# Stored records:
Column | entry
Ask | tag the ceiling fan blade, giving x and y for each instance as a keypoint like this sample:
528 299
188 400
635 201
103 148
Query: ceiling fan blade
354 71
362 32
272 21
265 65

# Set task:
Can you reproduce every line of the material above, requests included, scaling each x and y coordinate in the answers by 1.45 and rounding to whole numbers with halves rounded up? Leave the numbers in the requests and their format samples unchanged.

# Full answer:
Column | entry
Ask | tag the ceiling fan blade, giving x and y for each instance as a keypoint like this sample:
528 299
188 400
635 201
103 148
Query: ceiling fan blade
513 103
525 46
394 30
384 94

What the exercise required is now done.